## start Listed records

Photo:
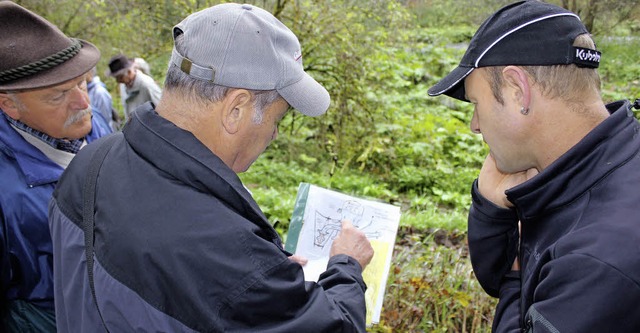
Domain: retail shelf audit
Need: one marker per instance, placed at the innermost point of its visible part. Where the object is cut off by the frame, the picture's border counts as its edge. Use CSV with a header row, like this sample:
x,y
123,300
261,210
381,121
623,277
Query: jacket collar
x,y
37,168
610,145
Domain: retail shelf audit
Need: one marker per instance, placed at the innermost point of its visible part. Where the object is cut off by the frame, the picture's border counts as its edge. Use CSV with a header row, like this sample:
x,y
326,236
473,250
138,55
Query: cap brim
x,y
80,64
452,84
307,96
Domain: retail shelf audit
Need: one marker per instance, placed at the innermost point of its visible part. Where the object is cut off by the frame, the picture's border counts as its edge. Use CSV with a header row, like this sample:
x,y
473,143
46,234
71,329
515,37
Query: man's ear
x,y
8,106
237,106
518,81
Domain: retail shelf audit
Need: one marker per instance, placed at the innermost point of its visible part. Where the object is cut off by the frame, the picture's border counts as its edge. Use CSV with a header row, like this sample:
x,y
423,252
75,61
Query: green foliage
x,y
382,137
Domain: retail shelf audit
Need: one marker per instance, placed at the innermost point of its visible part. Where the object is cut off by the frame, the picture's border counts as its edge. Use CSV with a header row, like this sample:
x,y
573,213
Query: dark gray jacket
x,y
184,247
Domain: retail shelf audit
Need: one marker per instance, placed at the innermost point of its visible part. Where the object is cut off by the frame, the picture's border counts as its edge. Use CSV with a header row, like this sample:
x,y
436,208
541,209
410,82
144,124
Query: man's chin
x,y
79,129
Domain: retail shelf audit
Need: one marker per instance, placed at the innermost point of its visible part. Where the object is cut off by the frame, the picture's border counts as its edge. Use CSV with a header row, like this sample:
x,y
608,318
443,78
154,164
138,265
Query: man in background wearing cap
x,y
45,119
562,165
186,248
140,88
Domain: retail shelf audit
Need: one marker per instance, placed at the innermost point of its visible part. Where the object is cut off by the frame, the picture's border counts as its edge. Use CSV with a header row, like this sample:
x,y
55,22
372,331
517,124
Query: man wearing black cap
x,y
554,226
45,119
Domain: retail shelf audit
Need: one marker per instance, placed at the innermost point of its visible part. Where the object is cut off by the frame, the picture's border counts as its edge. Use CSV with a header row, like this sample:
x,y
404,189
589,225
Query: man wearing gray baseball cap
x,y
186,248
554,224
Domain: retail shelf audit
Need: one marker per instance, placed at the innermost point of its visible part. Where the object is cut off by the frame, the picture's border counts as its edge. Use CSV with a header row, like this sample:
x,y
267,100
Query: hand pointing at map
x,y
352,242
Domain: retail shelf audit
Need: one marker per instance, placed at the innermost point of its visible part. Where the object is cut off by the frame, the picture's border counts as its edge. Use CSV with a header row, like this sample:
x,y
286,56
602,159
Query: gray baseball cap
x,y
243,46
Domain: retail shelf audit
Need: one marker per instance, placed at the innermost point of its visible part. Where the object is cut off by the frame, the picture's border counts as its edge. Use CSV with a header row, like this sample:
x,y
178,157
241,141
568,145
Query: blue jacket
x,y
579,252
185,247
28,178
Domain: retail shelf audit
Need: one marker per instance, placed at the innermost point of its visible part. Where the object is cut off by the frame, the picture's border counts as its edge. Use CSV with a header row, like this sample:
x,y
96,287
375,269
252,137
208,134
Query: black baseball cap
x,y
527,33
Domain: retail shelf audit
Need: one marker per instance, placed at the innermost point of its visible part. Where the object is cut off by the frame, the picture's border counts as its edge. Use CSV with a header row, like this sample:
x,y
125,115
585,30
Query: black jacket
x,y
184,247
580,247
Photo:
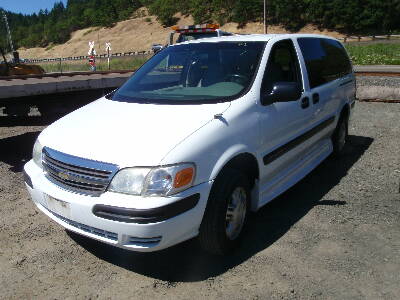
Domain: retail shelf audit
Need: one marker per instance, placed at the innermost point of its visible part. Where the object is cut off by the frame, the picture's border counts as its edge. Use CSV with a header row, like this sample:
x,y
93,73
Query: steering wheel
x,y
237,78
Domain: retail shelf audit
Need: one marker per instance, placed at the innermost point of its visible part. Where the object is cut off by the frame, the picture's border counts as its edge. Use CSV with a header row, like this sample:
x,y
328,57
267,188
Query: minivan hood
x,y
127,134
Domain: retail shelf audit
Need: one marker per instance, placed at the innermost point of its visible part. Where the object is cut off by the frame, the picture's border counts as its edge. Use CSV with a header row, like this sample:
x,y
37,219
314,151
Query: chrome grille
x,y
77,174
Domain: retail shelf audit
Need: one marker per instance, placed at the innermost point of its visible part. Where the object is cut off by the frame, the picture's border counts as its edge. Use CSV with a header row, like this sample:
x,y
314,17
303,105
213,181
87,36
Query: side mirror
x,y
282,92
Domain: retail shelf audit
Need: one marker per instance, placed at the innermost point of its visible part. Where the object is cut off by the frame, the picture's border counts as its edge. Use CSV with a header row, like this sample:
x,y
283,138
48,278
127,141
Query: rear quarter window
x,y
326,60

## end Listed records

Set problem:
Return all of the entries exactly as written, but drop any pictures they hold.

Finished answer:
Photo:
Domain: retail shelf audit
Need: one marker per instance, placed at the innermost point of its visible part. Where the object is cut off by the frame, the picture's border counts as its edge. Use CSV with a header row, like this sample:
x,y
123,300
261,210
381,121
623,277
Query: jacket collar
x,y
37,168
610,145
Domain: retail shelf audit
Need: one marker per instance, placed at the innermost point of its visible part. Where the object is cut off by the frame, the picture's border counts as its edge. Use CSV with a header row, like this sample:
x,y
326,236
473,250
138,55
Query: cap brim
x,y
80,64
452,84
307,96
Domain: retail shelf audit
Need: one marker per instance, placed at the innermost point of its visible part. Where the object is cut off by the frame, the picture's border counts as its edge. Use CSV with a header row, like this sample:
x,y
473,143
46,234
71,329
515,37
Query: man's ear
x,y
8,106
237,106
518,81
Domain: retail shelf audit
Need: one marker per instance, placed at the innermost point of its visible part. Where the object is cut off by the frame, the picture's border counts as its edge. Use CSV with a header row, like this sample:
x,y
423,252
75,61
Query: green foliage
x,y
382,137
Domain: retail shelf audit
Need: one marker per instance, placed at the innermost point of its visible part. Where the object is cut off by the frame, the picture's border counts as its edge. Use CSV with a header row, like this sample:
x,y
573,213
Query: dark gray jacket
x,y
184,247
Domain: retail shelf audit
Need: one marker per instance, placed at the innermost point of its visible part. Where the object is cut off by the frame, the picture's border counts as its edge. Use CSV with a header row, like this sample:
x,y
436,208
541,209
410,82
144,124
Query: man's chin
x,y
79,129
Domain: retail shelf audit
Need: one marker per instance, placed at the innermost point of its visible part. Where the object is cut off by the frame, the picture's border counts as its edge. Use CSV with a header row, like this sample:
x,y
608,318
443,78
154,164
138,265
Query: man in background wearing cap
x,y
45,119
562,165
186,248
140,88
Domain: retail shelf audit
Need: one marker per instance, placed at the innermost point of its visible part. Where the object is cut off by the frame, the picture's border counts as its edge. Use CSV with a header row, like this sample:
x,y
55,22
372,331
517,124
Query: man wearing black cap
x,y
554,226
45,119
Domain: retail shelf audit
Need: one marker per instance, placed at the innermost point of its visible part. Where the object is cut off by the frame, the picture's border counts as its edge. Use CSV with a header row, like this sample:
x,y
404,189
589,225
Query: man wearing gray baseball cap
x,y
186,248
554,224
Domain: retail shelf audit
Need: one marker per instance, placed at the innermost point of its visible part. Where the object is cut off by the frame, the picture's border counts as its edge. Use CSV with a header row, like this sample:
x,y
267,100
Query: hand pointing at map
x,y
352,242
Domain: retail shelf audit
Need: one marker per instance, placed at the innermost point of its visible part. Where the object is cut off by the frame, the picture's border counts as its edge. Use CSV with a header row, like this sample:
x,y
286,56
602,159
Query: gray baseball cap
x,y
243,46
Domain: retail shelf audit
Need: one marker per instance, placed at the innermost point of its visible part. Where the object is cut off by the frame, the picture's border counts as its edge. Use CSV with a header row, like this sample:
x,y
178,157
241,141
568,145
Query: blue jacket
x,y
579,252
185,247
28,178
Domain: retail shelf audit
Need: one marker per instance, placed at the innermost point of its visible part. Where the object is cut off by the frame, the picture's border counts as its edge. Use CSV with a header row, like this sample:
x,y
96,287
375,269
252,137
208,134
Query: black baseball cap
x,y
527,33
Domain: retail shelf audit
Need: one marker per instance, placed at the innermost point of its visible part. Where the object is cut off by the frame, the picture's border counts as its edge. Use CSV with a header row, like this sample:
x,y
125,115
585,30
Query: black jacket
x,y
184,247
580,247
Photo:
Domain: retail shelf audit
Need: one marker per instance, placed at the innermost point of its visible part. Where the object is cut off by the frame, the picture's border counts as its edge. Use CSV with a header row, like this sample:
x,y
93,73
Query: steering wheel
x,y
237,78
Domain: retail shelf audit
Need: one marker per instance, placed at the innermost point of its visible part. Where the object is cut off by the frame, the picture's border counts as its edge. Use CSV with a header row, like this sample:
x,y
328,57
267,188
Query: minivan hood
x,y
127,134
Domain: retail shelf audit
Need: one marker per instance, placed at the innermost point of its visible part. Where the object is cut off by the frame, the picture's border counts as its edge. Use CSV with a header row, like this sample:
x,y
37,219
314,151
Query: chrome grille
x,y
77,174
Domain: retail shelf audit
Need: one marker per instance, placed at the innermost point of its visible part. Where the object is cut off by the frame, the picture's border counts as its edge. Use CSV with a header row, like this sample:
x,y
314,17
303,105
213,181
87,36
Query: side mirror
x,y
282,92
Domain: retail shelf audit
Need: one marker per instance, placed at the innermost point of its visible part. Where the object is cut off by the frame, the picture's border counts as its edge. Use CSV with a header row, like this sample:
x,y
283,138
48,278
127,141
Query: rear quarter window
x,y
326,60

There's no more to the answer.